• _GOAL OF THE EXERCISE_
Starting at the line that contains "point: honda accord" and ending with the last line of the data, reproduce those lines with "integer keys" changed to "numeric keys" and nothing else altered.

**** RECORDED DATA

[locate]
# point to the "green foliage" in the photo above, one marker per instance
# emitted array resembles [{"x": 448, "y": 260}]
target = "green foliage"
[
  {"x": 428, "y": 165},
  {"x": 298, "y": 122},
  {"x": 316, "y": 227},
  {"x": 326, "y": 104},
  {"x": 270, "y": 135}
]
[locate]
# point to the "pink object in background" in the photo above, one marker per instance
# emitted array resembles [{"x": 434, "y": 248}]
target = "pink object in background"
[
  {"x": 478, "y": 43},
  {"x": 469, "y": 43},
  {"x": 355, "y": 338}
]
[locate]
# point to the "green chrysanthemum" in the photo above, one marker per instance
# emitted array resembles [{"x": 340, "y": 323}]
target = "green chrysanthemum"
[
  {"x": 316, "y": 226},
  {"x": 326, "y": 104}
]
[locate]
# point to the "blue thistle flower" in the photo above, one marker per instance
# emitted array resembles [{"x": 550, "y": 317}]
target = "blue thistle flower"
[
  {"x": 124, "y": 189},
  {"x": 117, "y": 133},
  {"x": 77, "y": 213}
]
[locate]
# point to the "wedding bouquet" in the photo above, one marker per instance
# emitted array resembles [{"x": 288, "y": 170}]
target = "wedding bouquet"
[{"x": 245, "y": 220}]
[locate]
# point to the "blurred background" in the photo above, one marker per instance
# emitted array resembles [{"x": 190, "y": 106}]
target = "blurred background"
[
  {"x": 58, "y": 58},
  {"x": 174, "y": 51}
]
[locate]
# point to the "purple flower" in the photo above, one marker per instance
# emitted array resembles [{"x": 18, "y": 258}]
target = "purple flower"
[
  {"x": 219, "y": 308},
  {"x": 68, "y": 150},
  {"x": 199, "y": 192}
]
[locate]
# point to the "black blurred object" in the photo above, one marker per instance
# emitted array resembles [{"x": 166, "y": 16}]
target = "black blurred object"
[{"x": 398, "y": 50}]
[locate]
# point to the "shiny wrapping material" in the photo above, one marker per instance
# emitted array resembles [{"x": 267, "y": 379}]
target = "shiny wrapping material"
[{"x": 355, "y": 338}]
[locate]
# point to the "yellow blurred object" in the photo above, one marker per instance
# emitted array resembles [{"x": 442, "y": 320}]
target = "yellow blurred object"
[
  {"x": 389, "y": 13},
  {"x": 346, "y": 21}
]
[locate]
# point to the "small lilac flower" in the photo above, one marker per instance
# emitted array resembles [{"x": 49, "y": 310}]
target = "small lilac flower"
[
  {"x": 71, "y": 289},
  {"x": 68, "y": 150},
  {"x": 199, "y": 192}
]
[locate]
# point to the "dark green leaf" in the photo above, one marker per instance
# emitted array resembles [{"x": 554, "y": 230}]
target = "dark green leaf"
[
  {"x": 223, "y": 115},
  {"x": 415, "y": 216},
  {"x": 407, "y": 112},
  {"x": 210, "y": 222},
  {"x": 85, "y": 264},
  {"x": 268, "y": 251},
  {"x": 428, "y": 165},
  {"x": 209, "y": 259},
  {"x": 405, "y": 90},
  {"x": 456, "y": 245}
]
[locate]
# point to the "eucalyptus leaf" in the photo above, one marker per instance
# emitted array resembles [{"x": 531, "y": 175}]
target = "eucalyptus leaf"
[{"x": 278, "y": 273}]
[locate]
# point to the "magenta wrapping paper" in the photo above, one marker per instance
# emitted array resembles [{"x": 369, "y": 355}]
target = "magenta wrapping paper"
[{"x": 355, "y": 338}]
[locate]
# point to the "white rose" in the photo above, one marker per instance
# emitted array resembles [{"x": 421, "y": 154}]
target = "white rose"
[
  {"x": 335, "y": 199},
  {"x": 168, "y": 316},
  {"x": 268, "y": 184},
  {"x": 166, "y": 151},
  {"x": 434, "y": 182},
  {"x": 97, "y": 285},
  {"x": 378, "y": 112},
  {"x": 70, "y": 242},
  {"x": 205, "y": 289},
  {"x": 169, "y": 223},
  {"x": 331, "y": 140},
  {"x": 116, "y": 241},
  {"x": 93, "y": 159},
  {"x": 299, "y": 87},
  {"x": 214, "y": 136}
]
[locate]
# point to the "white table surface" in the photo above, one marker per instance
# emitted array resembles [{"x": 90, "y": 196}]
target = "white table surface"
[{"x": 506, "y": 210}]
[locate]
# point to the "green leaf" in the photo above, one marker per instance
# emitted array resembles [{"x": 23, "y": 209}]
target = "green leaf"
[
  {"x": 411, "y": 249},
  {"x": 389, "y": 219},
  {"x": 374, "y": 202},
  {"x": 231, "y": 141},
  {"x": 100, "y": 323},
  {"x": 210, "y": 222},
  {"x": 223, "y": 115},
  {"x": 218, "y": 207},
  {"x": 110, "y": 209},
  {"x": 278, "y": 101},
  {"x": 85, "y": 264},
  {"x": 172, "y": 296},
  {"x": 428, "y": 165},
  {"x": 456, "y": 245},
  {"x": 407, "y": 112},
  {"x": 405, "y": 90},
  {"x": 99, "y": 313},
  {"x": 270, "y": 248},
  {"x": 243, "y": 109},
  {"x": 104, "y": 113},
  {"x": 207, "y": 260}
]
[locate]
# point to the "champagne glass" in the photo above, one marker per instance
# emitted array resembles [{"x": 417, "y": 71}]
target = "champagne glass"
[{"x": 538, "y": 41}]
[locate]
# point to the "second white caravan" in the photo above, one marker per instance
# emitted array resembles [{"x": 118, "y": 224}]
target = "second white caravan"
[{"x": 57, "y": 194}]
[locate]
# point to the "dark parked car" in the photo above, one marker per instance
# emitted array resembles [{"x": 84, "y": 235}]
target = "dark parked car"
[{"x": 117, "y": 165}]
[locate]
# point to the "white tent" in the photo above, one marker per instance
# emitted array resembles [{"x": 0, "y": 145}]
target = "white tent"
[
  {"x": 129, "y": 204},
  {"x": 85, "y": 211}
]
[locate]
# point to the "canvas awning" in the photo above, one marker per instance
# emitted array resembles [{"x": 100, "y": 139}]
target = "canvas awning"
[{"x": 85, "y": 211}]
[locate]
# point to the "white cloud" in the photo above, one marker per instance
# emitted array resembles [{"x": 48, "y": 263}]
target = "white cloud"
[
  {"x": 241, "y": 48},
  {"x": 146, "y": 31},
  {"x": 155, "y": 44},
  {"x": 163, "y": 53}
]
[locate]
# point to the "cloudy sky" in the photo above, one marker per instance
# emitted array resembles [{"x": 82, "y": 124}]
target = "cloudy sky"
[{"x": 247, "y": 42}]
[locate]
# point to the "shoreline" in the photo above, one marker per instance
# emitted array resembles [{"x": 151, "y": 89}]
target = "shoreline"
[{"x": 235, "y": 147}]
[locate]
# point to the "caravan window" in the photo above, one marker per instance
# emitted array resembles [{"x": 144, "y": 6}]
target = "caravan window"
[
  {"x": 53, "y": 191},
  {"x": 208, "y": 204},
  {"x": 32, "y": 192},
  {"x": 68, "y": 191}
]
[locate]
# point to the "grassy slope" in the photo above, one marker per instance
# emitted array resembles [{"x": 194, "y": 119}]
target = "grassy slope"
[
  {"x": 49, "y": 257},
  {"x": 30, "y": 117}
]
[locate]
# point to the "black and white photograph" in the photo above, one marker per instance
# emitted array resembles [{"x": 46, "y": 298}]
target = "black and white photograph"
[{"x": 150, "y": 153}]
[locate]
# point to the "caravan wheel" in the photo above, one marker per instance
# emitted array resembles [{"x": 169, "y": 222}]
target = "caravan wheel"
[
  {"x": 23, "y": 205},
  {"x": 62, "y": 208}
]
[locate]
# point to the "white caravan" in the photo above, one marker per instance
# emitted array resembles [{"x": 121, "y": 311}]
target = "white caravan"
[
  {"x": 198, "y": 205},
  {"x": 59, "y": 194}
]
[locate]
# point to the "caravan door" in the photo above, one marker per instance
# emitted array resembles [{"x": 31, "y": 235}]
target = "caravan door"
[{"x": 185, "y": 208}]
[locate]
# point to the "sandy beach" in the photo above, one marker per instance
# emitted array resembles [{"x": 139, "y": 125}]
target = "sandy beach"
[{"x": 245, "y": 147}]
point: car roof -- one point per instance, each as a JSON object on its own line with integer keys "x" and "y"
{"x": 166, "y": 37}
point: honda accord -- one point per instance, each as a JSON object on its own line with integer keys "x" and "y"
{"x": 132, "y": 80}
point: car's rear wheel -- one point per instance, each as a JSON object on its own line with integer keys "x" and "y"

********

• _SOLUTION_
point: honda accord -- one point per instance, each as a JSON object on its own line with numeric keys "x" and "y"
{"x": 132, "y": 80}
point: car's rear wheel -- one point per instance, each as a JSON object on its own line with numeric keys "x" and "y"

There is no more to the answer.